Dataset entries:

- - -

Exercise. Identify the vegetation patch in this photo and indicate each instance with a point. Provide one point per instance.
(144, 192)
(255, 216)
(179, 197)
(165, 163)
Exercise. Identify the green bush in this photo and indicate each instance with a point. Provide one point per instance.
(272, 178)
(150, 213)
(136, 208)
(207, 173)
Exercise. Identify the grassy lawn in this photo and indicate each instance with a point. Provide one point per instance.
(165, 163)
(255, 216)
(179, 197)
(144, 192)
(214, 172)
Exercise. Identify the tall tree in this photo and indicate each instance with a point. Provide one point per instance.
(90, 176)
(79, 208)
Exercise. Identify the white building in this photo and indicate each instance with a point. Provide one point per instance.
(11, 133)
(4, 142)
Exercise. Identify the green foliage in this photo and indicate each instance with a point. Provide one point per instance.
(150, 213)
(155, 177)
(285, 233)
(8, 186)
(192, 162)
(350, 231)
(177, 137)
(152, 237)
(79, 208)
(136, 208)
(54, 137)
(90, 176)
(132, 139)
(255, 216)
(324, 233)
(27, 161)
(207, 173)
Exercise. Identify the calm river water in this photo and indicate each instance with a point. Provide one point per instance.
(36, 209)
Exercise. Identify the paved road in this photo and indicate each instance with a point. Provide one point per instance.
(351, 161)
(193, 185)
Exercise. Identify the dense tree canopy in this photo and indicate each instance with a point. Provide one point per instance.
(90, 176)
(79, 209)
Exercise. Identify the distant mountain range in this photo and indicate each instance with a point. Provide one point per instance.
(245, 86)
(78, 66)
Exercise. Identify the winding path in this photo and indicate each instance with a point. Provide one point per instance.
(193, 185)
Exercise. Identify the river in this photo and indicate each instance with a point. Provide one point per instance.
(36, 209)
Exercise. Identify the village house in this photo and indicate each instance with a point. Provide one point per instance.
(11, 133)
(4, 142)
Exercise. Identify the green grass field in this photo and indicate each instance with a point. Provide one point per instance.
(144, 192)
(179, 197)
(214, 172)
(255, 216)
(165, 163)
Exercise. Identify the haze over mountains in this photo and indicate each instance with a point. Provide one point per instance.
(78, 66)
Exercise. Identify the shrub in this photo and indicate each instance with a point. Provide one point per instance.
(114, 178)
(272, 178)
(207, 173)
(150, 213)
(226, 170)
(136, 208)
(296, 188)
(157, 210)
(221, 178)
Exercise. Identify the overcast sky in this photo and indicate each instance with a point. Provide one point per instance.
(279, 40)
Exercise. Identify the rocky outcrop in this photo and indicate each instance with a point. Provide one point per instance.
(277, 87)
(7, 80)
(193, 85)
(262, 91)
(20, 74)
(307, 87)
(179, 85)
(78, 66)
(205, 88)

- - -

* _WHAT IS ASKED_
Pull out the stretch from the line containing "Exercise. Identify the rocky" through the end of the entries, and copy those lines word for word.

* _CORRECT RESULT_
Exercise. Identify the rocky outcrop in this photo and indicate each instance with a point. Provide one point per instance.
(277, 87)
(7, 80)
(193, 85)
(262, 91)
(20, 74)
(307, 87)
(179, 85)
(78, 66)
(205, 88)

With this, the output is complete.